Task directions:
What is needed here is an exact transcription of all the entries.

....

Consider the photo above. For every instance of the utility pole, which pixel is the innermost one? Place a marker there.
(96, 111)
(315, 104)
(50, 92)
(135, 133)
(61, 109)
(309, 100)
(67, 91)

....

Task result:
Consider the photo above. For every instance of the utility pole, which pixel is the innermost one? Place a marker there.
(96, 111)
(315, 104)
(50, 92)
(135, 133)
(61, 109)
(309, 100)
(67, 91)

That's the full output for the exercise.